*Text extract*:
--*--

Author Spotlight – Christian Cameron (aka. Miles Cameron)
Joining us for today’s Author Spotlight is Christian Cameron!
Christian Cameron AKA Miles Cameron was born in Pittsburgh Pennsylvania in the USA, graduated from University in 1987 with a degree in Medieval History and Classics, spend fifteen years in the US Navy, and became a writer in 1996, full time after 2000. Christian has too many hobbies, which include wilderness camping, all forms of martial arts but especially fighting in armour, re-enacting, travel, and drinking red wine. He has an excellent spouse, Sarah Jane Watt, and an equally excellent daughter, Beatrice, although both might resent being referred to as appendages and probably need their own bios…
You can learn more at www.christiancameronauthor.com, or by following @Phokion1 on twitter.
Thanks for joining us today, Christian. Let’s start small: tell us about a great book you’ve read recently!
That’s easy, because I just spent a week at the family cottage reading, and I read a lot of great books. In Spec Fic, I read C.J. Cherryh’s latest Foreigner novel Emergence… call my crazy, but I could read those books forever. I read a stack of books on Venice and Croatia for the Cold Iron background, and I read War and Peace, which is so amazing that I don’t even know what to tell you about it, except that it is all the things that Game of Thrones failed to deliver. And I read Anthony Mara’s ‘Czar of Love and Techno’ which I’d recommend to any lover of fantasy and sci-fi, even though it’s a ‘mainstream literary’ novel. It was both clever, in that it had some great tricks, and brilliant, in that the writing was magnificent.
Okay, time to escalate things: reality warps and you suddenly find yourself leading a D&D-style party through a monster-infested dungeon. What character class are you, and what’s your weapon of choice?
I’m a Ranger, and my weapon of choice is almost certainly an Italian Longsword, as that’s the weapon I often fight with in real life; but I’d also carry a ghiavarina, a lugged spear. An incredible weapon. You can even kill a dragon… Second choice Paladin, but I don’t always make the best choices… and I’m really good at tracking…
Rogue, though…
Bard?
When you’re not trawling through dungeons as a ranger-paladin-rogue-bard, do you prefer to type or to hand-write? Why?
Oh, I type. My spelling is atrocious at the best of times and my handwriting, unless I do calligraphy, is just as bad. I could write a book and no one, including me, would know what I had written. Embarrassing. Awkward, even.
Awkward indeed! And how do you like to work – in silence, with music, or serenaded by the damned souls of a thousand dead shrimps?
I work to music. I usually theme the music to what I’m writing, so Masters and Mages was written to Renaissance Persian, Ottoman, and Venetian music.
Are you an architect or a gardener? A plotter or a pantser? D’you write in your underwear, or in a deep-sea diver’s suit? Tell us something unusual about your writing method!
I write in a local Italian bakery called Sud Forno. I sit from 8AM until 2PM at the same seat with plenty of room, and I consume pastries to fuel my writing, which is why I have to run 10k a day and fight in armour to keep the pastries from overcoming me. I photo my pastries most mornings and put them up on Instagram, just so people can follow my sugar-fuelled page count. I certainly write detailed outlines, which I jettison easily when the spirit moves me.
What are your most significant non-book fantasy influences?

--*--

*Short problem A*: According to the author interview, where does Christian Cameron do his writing?
*Short problem B*: Write the next part of the author interview, picking up after its final line.

[Rows from a pointing dataset]
--*--

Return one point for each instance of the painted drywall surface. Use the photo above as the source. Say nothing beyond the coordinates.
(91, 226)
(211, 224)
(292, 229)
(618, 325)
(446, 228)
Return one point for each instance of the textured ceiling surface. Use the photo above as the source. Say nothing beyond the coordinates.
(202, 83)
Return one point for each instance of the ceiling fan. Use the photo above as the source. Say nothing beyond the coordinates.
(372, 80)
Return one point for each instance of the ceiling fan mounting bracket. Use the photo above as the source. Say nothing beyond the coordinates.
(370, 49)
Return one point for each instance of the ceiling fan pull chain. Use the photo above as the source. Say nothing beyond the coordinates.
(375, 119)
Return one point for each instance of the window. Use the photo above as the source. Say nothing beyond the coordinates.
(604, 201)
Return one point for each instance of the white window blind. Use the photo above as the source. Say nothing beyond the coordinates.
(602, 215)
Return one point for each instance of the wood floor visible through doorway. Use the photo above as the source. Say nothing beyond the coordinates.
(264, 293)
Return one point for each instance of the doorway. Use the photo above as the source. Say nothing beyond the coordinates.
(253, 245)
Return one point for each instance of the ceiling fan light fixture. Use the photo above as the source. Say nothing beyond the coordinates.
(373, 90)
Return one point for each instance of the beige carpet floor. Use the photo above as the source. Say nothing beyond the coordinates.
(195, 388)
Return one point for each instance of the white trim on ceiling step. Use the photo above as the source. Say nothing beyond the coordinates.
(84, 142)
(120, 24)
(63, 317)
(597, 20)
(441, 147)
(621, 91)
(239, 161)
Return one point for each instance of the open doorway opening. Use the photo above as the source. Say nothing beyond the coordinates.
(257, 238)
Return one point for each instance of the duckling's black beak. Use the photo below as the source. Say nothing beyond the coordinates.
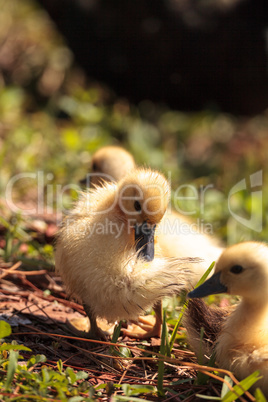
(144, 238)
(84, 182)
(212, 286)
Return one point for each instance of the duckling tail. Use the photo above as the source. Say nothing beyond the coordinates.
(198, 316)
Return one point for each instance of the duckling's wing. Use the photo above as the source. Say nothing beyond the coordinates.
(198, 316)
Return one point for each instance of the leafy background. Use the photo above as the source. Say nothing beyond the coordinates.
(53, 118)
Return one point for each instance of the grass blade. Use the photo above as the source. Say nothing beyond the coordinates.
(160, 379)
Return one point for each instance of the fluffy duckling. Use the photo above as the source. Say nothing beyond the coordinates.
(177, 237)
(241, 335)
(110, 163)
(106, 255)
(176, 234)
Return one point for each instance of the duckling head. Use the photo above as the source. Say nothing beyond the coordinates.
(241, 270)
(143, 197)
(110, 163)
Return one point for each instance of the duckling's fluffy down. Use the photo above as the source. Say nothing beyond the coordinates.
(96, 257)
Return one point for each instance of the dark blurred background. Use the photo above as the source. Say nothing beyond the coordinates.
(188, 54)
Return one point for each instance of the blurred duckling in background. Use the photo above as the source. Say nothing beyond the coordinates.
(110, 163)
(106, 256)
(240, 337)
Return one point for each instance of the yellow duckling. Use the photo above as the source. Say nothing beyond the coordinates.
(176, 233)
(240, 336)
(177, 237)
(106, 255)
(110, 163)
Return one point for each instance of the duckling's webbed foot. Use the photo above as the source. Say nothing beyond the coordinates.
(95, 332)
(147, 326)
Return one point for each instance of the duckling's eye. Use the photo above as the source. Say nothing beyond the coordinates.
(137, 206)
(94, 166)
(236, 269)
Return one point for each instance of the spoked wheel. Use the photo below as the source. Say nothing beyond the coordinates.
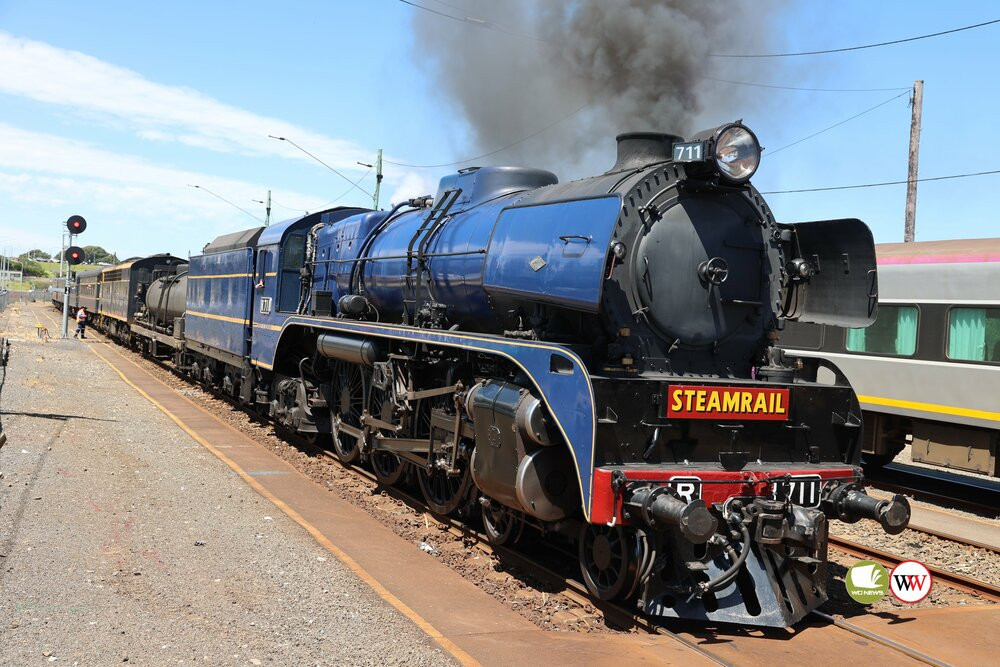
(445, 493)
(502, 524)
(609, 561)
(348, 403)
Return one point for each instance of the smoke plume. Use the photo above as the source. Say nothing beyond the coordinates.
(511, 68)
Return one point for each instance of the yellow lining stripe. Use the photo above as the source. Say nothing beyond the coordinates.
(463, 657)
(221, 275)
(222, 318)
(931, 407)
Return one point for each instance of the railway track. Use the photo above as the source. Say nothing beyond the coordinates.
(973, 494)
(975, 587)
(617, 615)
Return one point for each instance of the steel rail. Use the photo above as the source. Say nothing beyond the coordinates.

--*--

*Expected answer A*: In a local Italian bakery called Sud Forno.

*Expected answer B*:
Probably the most important is/was Medieval re-enacting, and re-enacting in general, because using the weapons and wearing the clothes fuels everything for me; then travel, because a sense of the wonderful and the alien mostly comes from direct experience of magical stuff in the real world. I walked the Camino di Santiago this spring; there’s a lot of magic out there. Wilderness camping, too; going way off the grid always makes my hindbrain wonder if there really are Orcs and ghouls, or whether those are just coyotes out beyond the campfire.
It sounds amazing! (Also, orcs and ghouls are definitely real.)
What was the last thing you watched on TV and why did you choose to watch it?
I’m watching ‘Altered Carbon’ on Netflix; I chose it because I loved the book. But also ‘Brooklyn 99’ because my wife and daughter love it too.
The world shifts, and you find yourself with an extra day on your hands during which you’re not allowed to write or otherwise do any work. How do you choose to spend the day?
Actually this just happened. I sit in my basement and paint little metal men and women and various monsters for gaming. Want to see? Currently painting Qajar Turks and Venetians and RPG figures.
If you could choose one punctuation mark to be made illegal, which would it be and why?
Emojis, please. Or make a dictionary so I know what the hell people are doing/saying, especially people my age who are probably misusing them.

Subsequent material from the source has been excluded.